[Excerpted text — start]

Harbour View High School (HVHS) is a high school located in Saint John, New Brunswick, Canada within the Anglophone South District. There are many students attending grades 9-12 there. The school has 68 staff members. The school's principal is Patrick McDade. HVHS was formed in 1997 with 900 students, when the former Saint John Vocational School (200 students) was transformed into HVHS to accommodate School District 8's new geographic zoning policy for its 5 high schools. The school hosts several international students.

In 2001, the school population was over 1300. HVHS, despite its location in Saint John's North End, was meant to serve the high school students for Saint John, New Brunswick's Westside, the Grand Bay–Westfield area, and the Fundy Shores area. The school, although no longer a vocational school, still carries many trade-related options. A full range of academic courses exists alongside many vocational-type courses from Metals Processing, Business, and Child Studies. Harbour View also has a selection of Fine Arts courses which, alongside Visual Arts and Music, includes Fine Arts 110, History of Rock and Roll, Instrumental Music, and Graphic Art & Design. It also offers a selection of Advanced Placement (AP) courses including AP Chemistry, AP Biology, AP Physics, AP Calculus, AP English Literature, AP English Language, AP French, AP European History, AP Psychology, AP Seminar, and AP Research. The school runs on a five-period schedule, with a 50-minute lunch break in between the third and fourth periods. Once a week, the school practices Study Hall, which extends the duration of homeroom between second and third period. Homerooms consist of students from all four grades, spanning the entirety of their high school careers.

The mural on the door panels leading into the auditorium was painted by Boschka Layton in 1940.

Harbour View's school clothing store, Valhalla, sells school merchandise such as sweatpants, sweatshirts, scarves, shirts, jackets, water bottles, and more. The school's usually monthly newspaper is called Harbour Views.

[Excerpted text — finish]
[Record excerpts — start]

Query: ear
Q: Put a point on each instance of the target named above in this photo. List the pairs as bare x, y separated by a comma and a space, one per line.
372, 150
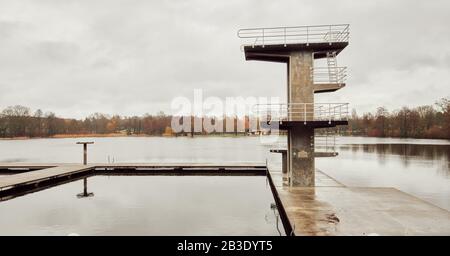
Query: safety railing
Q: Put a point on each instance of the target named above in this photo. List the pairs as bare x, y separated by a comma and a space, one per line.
329, 75
302, 112
295, 35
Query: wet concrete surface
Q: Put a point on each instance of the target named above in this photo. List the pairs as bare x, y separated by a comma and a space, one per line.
332, 208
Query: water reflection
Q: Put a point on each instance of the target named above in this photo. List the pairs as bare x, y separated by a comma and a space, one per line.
85, 193
144, 205
417, 168
428, 152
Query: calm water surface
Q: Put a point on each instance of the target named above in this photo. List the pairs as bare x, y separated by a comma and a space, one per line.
204, 205
145, 205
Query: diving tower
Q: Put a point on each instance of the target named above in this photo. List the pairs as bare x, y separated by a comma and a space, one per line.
299, 47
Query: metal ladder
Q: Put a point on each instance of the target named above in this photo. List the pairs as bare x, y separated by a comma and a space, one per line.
332, 67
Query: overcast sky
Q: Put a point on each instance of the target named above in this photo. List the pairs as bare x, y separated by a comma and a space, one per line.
133, 57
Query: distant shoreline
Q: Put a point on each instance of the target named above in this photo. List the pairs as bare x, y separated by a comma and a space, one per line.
119, 135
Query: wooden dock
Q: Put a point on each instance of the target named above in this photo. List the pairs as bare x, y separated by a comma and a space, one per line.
34, 174
331, 208
35, 177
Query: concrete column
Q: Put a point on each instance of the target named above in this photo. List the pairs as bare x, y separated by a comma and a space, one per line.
301, 86
301, 138
301, 156
85, 154
284, 162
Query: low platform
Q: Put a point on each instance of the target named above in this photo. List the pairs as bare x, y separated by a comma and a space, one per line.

[Record excerpts — finish]

■ **Task list**:
1: According to the Harbour View High School text, who painted the mural on the door panels leading into the auditorium?
2: Please explain, using the Harbour View High School text, why the former Saint John Vocational School was transformed into HVHS in 1997.
Nothing here requires the listing.

■ **Written responses**:
1: Boschka Layton painted it, in 1940.

2: The former Saint John Vocational School was transformed into HVHS to accommodate School District 8's new geographic zoning policy for its five high schools.